REQUESTS →
**A)** Can you repeat everything in the meditation text from "Meditation CoursesMy first" down to "and the mind."?
**B)** Can you go on with the meditation text, starting right after its final sentence?

TEXT PROVIDED →
= = = =

Meditation CoursesMy first contact with meditation began at the age of 16. I have been meditating on a daily basis for over 35 years. To me, meditation is the very foundation stone in the edifice of spiritual development. There is no comparison. I also practice Yoga on a regular basis and these two together form a perfect balance for the body, emotions and the mind.
Although I was naturally psychic as a child, other faculties developed over time, bringing me to develop mediumship and true clairvoyance, which is a step beyond the purely psychic, which is a rudimentary form of spiritual contact. Meditation was the process which opened up the channels within myself for utilising clairvoyance, clairsentience, clairaudience, mediumship, ESP and telepathy. As a result, I have often experienced lucid dreaming and even Out-of-Body-Experiences or OBE's. My students do not necessarily develop any of the abilities mentioned above, nor do all of them have such experiences. Indeed, they are not a goal in themselves. These extra-sensory capabilities only come along naturally when the student is spiritually ready for them. However, it is well known that meditation can certainly bring latent faculties up to the surface, and the safe, sane and sensible approach used in my classes will help you to utilise any gifts in a careful and safe manner. I will also be able to explain experiences to you and guide you gently along your path.
Having so many years experience in meditation, in 2002 I produced a book on this subject entitled "Meditation for Everyday Living" which included a CD of my voice giving guided meditations. You will find references to this book throughout this website. For over ten years I have taught meditation both in the UK and in Canada. Anyone attending my Meditation courses can expect to be taught in a structured, organised, yet flexible, manner, in which I am able to gauge the needs of any particular class and teach appropriately. My method of teaching meditation is a blend of many techniques and according to traditional, safe, tried and tested methods.

= = = =

Dataset excerpt
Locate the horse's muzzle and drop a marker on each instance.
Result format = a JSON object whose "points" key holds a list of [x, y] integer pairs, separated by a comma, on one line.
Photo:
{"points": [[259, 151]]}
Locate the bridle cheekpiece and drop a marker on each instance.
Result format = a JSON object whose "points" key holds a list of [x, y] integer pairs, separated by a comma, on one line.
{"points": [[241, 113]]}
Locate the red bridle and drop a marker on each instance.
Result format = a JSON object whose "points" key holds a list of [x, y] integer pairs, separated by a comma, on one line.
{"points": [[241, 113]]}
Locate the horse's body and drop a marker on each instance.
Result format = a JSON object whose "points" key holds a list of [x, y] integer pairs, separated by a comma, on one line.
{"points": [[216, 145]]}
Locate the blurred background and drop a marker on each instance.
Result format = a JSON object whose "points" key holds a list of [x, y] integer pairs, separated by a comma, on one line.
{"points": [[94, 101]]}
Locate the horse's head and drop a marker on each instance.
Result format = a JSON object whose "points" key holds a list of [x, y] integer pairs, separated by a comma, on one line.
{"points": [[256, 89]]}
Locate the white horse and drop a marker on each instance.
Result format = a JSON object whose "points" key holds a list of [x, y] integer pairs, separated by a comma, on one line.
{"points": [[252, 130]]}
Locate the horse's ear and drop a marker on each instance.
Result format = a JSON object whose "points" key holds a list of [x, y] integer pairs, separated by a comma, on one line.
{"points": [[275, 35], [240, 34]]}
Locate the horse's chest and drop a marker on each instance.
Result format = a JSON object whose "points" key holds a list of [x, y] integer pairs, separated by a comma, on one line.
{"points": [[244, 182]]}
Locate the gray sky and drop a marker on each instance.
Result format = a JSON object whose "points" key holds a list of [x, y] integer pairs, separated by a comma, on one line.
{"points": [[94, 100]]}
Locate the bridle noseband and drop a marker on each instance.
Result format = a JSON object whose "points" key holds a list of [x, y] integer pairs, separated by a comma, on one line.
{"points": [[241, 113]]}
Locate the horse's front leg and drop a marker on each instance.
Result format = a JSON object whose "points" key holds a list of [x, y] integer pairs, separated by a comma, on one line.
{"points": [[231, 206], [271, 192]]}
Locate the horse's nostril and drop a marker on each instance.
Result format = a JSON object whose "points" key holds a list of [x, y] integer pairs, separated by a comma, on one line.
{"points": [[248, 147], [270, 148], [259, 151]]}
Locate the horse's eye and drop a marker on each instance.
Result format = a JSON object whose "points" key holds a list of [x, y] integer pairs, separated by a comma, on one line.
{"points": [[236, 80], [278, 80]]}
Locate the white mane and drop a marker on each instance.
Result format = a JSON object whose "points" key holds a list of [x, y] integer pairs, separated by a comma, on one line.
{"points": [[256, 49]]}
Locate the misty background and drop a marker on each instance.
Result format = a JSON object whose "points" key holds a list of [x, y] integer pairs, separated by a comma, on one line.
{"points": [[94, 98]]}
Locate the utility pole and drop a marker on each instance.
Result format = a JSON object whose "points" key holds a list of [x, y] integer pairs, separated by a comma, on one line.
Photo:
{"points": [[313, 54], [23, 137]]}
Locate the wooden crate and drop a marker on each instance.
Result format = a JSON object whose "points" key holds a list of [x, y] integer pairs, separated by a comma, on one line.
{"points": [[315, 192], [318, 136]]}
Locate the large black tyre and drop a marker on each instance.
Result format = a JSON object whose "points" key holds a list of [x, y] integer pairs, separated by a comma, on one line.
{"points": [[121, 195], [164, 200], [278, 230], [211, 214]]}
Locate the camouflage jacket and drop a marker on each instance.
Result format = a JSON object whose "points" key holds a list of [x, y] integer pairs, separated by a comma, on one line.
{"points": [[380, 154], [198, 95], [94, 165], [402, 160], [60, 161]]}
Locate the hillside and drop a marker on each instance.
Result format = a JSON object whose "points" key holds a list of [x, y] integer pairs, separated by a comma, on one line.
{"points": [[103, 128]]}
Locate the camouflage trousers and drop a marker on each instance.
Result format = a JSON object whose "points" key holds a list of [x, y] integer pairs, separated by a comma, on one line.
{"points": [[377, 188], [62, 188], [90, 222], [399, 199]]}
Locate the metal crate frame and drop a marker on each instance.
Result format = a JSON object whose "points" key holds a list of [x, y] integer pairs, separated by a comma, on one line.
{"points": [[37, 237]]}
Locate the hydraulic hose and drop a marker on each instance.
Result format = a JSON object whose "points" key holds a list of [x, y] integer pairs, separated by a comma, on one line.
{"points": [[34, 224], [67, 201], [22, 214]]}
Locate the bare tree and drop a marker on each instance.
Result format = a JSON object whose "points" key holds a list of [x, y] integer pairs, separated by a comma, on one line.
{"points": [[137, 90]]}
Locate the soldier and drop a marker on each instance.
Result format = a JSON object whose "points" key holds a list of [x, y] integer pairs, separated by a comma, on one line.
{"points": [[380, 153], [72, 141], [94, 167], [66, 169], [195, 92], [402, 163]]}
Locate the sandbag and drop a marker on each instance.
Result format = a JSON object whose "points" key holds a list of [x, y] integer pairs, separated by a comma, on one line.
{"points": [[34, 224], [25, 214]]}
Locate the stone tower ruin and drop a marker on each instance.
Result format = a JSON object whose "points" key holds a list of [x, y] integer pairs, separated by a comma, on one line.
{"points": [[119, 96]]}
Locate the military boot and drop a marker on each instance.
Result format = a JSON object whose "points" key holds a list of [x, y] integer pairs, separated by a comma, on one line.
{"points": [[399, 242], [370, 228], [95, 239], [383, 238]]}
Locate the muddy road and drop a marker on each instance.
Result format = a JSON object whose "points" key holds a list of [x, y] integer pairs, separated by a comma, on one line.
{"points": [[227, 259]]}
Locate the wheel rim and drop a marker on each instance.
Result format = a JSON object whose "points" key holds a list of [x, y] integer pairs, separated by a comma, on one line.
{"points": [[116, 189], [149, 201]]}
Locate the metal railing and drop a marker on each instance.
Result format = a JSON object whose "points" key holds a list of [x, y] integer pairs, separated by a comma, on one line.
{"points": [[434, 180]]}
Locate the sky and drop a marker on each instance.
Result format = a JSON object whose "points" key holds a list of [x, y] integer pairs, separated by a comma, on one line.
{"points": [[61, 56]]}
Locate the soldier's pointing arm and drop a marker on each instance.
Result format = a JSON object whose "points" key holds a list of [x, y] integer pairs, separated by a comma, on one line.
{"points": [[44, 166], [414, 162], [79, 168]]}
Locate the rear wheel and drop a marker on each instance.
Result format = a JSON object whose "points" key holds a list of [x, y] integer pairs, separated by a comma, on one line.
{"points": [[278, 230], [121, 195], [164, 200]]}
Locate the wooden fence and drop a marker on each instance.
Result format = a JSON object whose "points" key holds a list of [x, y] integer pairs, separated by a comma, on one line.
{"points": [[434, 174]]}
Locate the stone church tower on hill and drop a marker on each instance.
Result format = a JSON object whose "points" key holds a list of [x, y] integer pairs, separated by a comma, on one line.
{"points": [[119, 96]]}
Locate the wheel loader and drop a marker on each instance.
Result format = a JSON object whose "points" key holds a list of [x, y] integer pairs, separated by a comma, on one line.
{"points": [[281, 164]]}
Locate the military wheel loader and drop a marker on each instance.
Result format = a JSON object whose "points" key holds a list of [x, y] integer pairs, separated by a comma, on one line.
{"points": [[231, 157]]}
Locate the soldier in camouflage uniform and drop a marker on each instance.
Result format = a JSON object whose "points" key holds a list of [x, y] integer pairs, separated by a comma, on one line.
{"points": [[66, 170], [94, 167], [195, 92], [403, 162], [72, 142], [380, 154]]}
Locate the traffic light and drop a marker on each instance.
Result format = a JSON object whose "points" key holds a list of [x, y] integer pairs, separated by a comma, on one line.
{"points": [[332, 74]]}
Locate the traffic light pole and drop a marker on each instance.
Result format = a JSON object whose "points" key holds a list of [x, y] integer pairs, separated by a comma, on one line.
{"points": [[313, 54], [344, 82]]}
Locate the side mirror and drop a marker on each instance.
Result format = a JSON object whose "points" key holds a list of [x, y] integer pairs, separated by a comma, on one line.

= = = =

TASK RESULTS →
**A)**
Meditation CoursesMy first contact with meditation began at the age of 16. I have been meditating on a daily basis for over 35 years. To me, meditation is the very foundation stone in the edifice of spiritual development. There is no comparison. I also practice Yoga on a regular basis and these two together form a perfect balance for the body, emotions and the mind.

**B)**
My experience of meditation is that it is what you make of it. It is very much a case of 'when the pupil is ready' as it were, then results will come. But a good teacher can certainly act as a signpost and point the way. All you have to do is follow the route. I have the necessary tools to show you how to get those results if you are prepared to make it a daily discipline. Indeed, it is more than a discipline, it is a way of life, and the more you meditate, the more you will find that you will want to meditate. You will find that meditation will enhance every aspect of your life in a vast variety of ways.
What is Meditation?
I find that I am still learning and experiencing ever deeper layers of the meaning of meditation, as it unfolds, lotus like, revealing more of its true essence. Meditation for me therefore is not so much a practice that I do, but is more in the nature of attempting to achieve a state of being or rather a process of becoming.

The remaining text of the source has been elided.